Object point labels
*****

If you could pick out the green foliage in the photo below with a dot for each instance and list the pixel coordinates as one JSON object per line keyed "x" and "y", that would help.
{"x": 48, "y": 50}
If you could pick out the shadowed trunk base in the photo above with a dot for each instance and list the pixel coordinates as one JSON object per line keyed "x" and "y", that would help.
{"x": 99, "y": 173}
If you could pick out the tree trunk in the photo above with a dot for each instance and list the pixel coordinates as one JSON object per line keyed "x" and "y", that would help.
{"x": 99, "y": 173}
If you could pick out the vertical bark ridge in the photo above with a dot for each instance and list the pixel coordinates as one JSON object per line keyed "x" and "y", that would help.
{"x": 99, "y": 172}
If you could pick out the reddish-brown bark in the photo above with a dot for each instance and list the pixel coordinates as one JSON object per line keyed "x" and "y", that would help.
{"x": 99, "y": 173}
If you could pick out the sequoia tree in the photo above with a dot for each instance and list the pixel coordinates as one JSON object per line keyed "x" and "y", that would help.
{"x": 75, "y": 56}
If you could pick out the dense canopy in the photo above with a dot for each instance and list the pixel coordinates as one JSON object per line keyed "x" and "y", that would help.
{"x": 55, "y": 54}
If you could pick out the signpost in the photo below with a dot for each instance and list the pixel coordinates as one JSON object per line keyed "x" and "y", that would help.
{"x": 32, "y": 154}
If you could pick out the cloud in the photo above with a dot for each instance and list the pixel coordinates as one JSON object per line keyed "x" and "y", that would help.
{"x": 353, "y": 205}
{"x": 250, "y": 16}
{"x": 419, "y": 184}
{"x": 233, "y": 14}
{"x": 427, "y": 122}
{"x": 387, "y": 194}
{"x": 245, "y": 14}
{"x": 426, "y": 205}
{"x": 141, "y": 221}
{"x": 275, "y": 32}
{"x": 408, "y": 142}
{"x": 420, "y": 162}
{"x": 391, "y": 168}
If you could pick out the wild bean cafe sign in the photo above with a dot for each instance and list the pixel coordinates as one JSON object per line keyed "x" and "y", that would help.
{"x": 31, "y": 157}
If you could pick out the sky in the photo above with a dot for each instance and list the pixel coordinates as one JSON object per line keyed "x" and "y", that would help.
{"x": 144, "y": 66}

*****

■ **Work to do**: The lines to quote run from the one containing "If you could pick out the signpost" through the final line of the material above; please give them exactly, both ends included, and nothing else.

■ **Exercise output**:
If you could pick out the signpost in the photo below with a dot for each instance and list the pixel coordinates as one JSON object per line keyed "x" and "y", that would help.
{"x": 32, "y": 154}
If you could pick out the cloud in the photo above with a dot for each instance and list the pixel coordinates as one JSON object per line keyed "x" and "y", that would help.
{"x": 353, "y": 205}
{"x": 250, "y": 16}
{"x": 419, "y": 184}
{"x": 233, "y": 14}
{"x": 427, "y": 122}
{"x": 387, "y": 194}
{"x": 245, "y": 14}
{"x": 426, "y": 205}
{"x": 141, "y": 221}
{"x": 275, "y": 32}
{"x": 408, "y": 142}
{"x": 420, "y": 162}
{"x": 391, "y": 168}
If you could pick out the wild bean cafe sign in the photo above with a dot for each instance and list the pixel coordinates as one JSON object per line keyed "x" and "y", that would help.
{"x": 31, "y": 157}
If you could pick out the sky in the photo above with a dot for each instance and list the pixel coordinates as one JSON object per line keyed "x" and "y", that would help.
{"x": 144, "y": 66}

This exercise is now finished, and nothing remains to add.